EXERCISE OBJECTIVE>
Leaving out all pictures, retype the records exactly.

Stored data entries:
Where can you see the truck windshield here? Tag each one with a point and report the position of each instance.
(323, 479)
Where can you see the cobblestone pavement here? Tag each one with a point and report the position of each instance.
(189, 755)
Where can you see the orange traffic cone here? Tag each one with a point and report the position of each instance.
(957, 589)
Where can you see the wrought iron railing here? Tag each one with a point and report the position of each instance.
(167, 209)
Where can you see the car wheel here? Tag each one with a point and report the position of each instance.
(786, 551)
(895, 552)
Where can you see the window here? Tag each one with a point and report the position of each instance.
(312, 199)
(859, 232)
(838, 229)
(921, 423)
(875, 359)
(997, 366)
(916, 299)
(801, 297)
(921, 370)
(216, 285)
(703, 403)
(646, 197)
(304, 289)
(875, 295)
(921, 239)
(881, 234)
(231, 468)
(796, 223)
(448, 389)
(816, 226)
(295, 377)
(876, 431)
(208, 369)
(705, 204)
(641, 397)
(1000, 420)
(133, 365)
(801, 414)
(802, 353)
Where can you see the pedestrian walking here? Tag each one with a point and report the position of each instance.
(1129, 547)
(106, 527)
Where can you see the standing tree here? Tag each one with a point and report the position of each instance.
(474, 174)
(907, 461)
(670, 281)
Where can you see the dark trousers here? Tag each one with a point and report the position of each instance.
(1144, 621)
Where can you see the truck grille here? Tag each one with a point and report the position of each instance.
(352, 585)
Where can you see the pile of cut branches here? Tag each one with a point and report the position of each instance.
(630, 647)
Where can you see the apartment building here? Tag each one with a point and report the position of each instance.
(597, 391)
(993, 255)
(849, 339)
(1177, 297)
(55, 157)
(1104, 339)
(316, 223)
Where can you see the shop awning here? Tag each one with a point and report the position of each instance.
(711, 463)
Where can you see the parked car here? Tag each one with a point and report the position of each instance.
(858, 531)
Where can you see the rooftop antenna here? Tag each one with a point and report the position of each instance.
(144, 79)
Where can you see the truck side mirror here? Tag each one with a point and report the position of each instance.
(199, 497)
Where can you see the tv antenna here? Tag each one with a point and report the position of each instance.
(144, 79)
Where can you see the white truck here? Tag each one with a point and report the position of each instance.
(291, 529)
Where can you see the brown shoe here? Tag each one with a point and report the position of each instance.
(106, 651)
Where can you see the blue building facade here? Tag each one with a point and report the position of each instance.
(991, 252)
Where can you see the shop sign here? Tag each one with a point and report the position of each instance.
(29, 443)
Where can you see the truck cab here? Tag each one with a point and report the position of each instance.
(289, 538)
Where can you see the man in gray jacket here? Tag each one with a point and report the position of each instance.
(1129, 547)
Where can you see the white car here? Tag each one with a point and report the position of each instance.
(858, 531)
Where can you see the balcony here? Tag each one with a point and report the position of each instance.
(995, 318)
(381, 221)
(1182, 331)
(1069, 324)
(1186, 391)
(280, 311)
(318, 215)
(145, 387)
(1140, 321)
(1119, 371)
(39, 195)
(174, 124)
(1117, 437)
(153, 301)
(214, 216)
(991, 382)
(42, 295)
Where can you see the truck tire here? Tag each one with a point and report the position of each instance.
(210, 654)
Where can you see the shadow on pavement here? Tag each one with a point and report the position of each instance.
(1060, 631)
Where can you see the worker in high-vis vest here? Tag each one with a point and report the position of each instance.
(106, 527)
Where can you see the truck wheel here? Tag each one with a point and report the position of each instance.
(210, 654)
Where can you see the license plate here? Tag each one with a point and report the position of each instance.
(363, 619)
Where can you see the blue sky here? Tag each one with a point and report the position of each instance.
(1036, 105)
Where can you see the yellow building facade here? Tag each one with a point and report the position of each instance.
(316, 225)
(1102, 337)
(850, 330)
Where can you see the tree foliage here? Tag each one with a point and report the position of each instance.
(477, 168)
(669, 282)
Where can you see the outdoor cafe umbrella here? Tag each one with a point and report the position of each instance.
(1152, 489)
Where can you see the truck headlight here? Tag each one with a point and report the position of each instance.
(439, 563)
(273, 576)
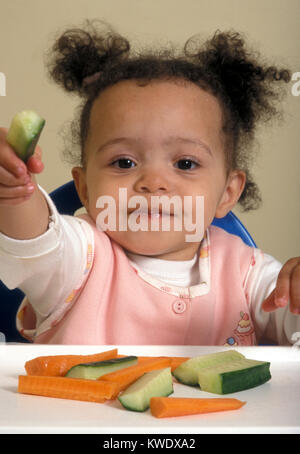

EXERCISE OUTPUT>
Where can you see the truck windshield here? Tag each one with a point and report the position of each instance.
(323, 479)
Where can you see the cobblestone pavement here? Tag each one with a point and report the position of each instance.
(189, 755)
Where can you see the orange traffic cone here? Tag each one with a point and report the position of each instance.
(957, 589)
Where can you see the wrought iron railing here? Tag each one with a point and report the position of each instance.
(167, 209)
Where can you see the car wheel here? Tag each one with a point and report the position of each instance.
(786, 551)
(895, 552)
Where can you see the window here? Tag each one with a point and report the position of each instance.
(312, 199)
(859, 232)
(838, 229)
(921, 423)
(875, 359)
(997, 366)
(916, 299)
(801, 297)
(921, 370)
(216, 285)
(703, 403)
(646, 197)
(304, 289)
(875, 295)
(921, 239)
(881, 234)
(231, 468)
(796, 223)
(448, 389)
(816, 226)
(295, 377)
(876, 431)
(208, 369)
(705, 204)
(641, 397)
(1000, 420)
(133, 365)
(801, 414)
(802, 353)
Where can you see the pedestrian walking here? Tag each one with a point and report the position of each instance.
(1129, 547)
(106, 527)
Where can you see the standing tree here? Tag each one with a point and report the position of each instance.
(474, 174)
(907, 461)
(670, 281)
Where can you see the dark trousers here? Tag each one with a point and report the position of each instance.
(1144, 621)
Where can you see the truck grille here? Tag each one with a point and report the position of each instance.
(352, 585)
Where can you see the pile of cut branches here? Tag each one with a point and report the position of each instance.
(630, 647)
Where can you see the apartment building here? Tag each one with a point and report the position of each instance.
(597, 391)
(993, 255)
(849, 339)
(1177, 297)
(55, 157)
(1104, 339)
(316, 223)
Where can you see the shop awning here? Tag each one with a point and report the position of each instance.
(711, 463)
Where can you see the parked car here? Tag each one with a point and report the position of each instance.
(858, 531)
Where can you see the rooftop antenna here? Tag each one with a point and report the position of each instance.
(144, 79)
Where can you see the truck side mirror here? Tag each one with a point and report the position of each instance.
(199, 497)
Where can you see the tv antenna here? Tag each one with a point and report the position of each instance.
(144, 79)
Where can you see the white truck here? Tag each one with a point and report the position of each instance.
(291, 529)
Where can you see the brown shoe here? Tag each one with a point and report the position of each instance.
(106, 651)
Where can you see the blue building facade here? Tag each one with a point and report the position of each instance.
(991, 252)
Where can you see the shop sign here? Tag each one with a point and report the position of each instance.
(29, 443)
Where can you see the truck cab here? Tag each one with a point and report the position of each instance.
(289, 538)
Where can you see the man in gray jacket here? Tag each one with a point and report the position of each instance.
(1129, 547)
Where can you see the white car here? Tag each one with a point and report the position of each instance.
(858, 531)
Where can you see the balcony here? Tag each one with a point and report the position of each instance.
(995, 318)
(381, 221)
(1182, 331)
(1069, 324)
(1186, 391)
(280, 311)
(318, 215)
(145, 387)
(1140, 321)
(1119, 371)
(39, 195)
(174, 124)
(1117, 437)
(153, 301)
(214, 216)
(991, 382)
(42, 295)
Where can you see the truck tire here? Tag each one with a point and report the position of each instance.
(210, 654)
Where can you see the shadow on pavement here? Tag each one with a point and report the position of each instance.
(1060, 631)
Where can you see the worker in high-vis vest here? Tag each one with a point and report the position of each instance.
(106, 527)
Where can you see the truck wheel here? Tag each one with a point and report the position of each instance.
(210, 654)
Where can you see the license plate here? Tag each one with a point and report the position of each instance.
(363, 619)
Where can you see the blue sky here? Tag each one with a point and report the position of each instance.
(1036, 105)
Where can you see the yellow building facade here? Tag each one with a point and report the position of each instance.
(316, 225)
(1102, 337)
(850, 330)
Where can you see the tree foliage here? Tag each one with a point and report the position of each instance.
(477, 168)
(669, 282)
Where can you see the outdoor cafe umbrella here? Tag each one with a point and report the position of each instance.
(1152, 489)
Where can you see the truck headlight here? Tag each one with a point and report the position of each instance.
(439, 563)
(273, 576)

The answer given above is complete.